### Material to process ###

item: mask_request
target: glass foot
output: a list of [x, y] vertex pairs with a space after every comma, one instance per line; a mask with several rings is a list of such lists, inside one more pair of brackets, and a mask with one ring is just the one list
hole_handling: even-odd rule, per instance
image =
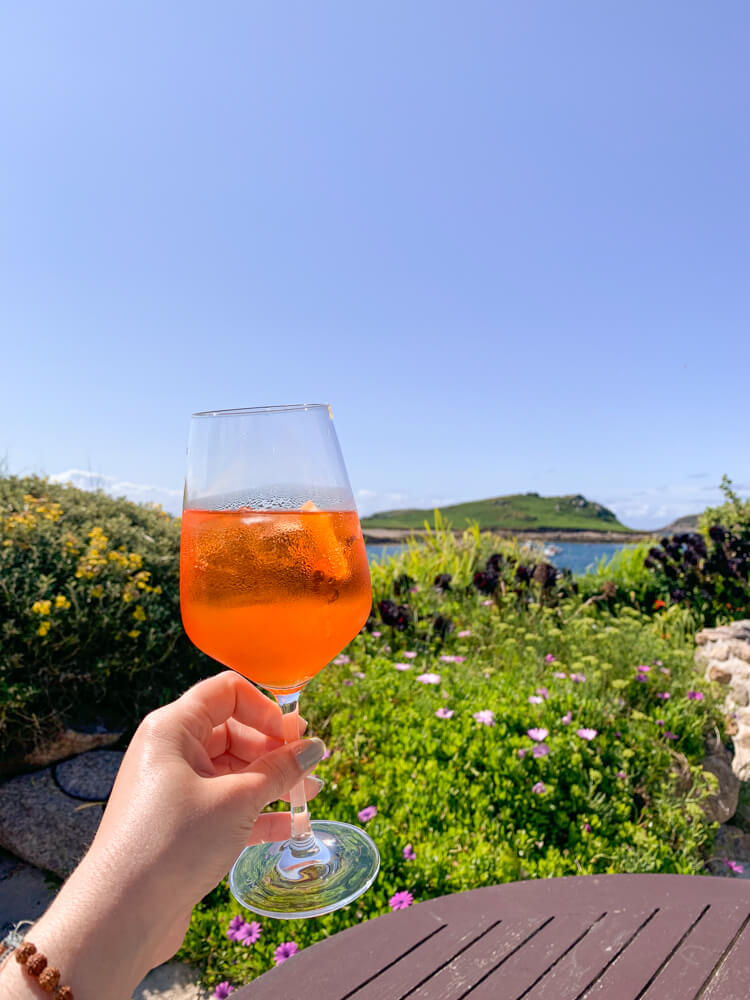
[[292, 857], [287, 842], [245, 848], [229, 873], [240, 905], [281, 920], [319, 917], [370, 888], [380, 855], [364, 830], [329, 820], [313, 820], [312, 828], [318, 849], [304, 858]]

###

Exercise.
What you return should be the lines from the beginning of the records through the one that contains "hole_handling: even-odd rule, per instance", repeated exactly and with no additions.

Written reply.
item: mask_request
target: glass foot
output: a list of [x, y] vertex pairs with a space after every comma, one instance per line; a mask with several rings is a list of such lists, inside one more pair of brackets, and a mask with one ring is just the one list
hole_handling: even-odd rule, per instance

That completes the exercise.